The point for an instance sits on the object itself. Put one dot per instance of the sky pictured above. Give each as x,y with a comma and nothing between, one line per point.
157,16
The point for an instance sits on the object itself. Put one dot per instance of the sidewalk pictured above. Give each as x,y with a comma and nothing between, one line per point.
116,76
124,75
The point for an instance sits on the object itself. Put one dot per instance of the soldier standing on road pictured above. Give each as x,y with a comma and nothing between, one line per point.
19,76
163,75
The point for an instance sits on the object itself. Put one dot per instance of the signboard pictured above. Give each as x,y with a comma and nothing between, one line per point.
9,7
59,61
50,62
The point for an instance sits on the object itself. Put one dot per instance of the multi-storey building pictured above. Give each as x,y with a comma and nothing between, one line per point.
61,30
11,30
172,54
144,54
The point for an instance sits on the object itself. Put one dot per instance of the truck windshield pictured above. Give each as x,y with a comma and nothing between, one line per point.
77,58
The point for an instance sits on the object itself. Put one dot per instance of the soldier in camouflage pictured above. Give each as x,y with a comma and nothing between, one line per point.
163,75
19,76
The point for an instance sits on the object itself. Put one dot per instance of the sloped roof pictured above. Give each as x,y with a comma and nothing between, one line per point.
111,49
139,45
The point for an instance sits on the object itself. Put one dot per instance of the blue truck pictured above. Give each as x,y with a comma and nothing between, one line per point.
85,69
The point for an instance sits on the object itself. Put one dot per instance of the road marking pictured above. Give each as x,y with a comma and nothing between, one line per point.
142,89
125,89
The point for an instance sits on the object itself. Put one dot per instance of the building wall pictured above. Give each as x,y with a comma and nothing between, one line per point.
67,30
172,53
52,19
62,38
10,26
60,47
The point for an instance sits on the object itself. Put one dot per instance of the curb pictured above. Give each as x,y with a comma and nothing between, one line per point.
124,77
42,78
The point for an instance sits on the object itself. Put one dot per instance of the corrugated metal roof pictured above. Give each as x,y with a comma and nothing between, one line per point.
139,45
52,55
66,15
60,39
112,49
────
▶ WHAT IS REQUIRED
Convert the lines of the items, from the line containing "of the corrugated" through the end of the items, into a Markdown table with the columns Row and Line, omitting blank lines.

▶ RESULT FOR THIS TASK
| Row | Line |
|---|---|
| 1 | The point for an instance sits on the object itself. Put one dot per instance of the corrugated metal roof pictured above. Give each as x,y with a comma and nothing between, one line per point. |
| 2 | 139,45 |
| 3 | 52,55 |
| 4 | 66,15 |
| 5 | 60,39 |
| 6 | 112,49 |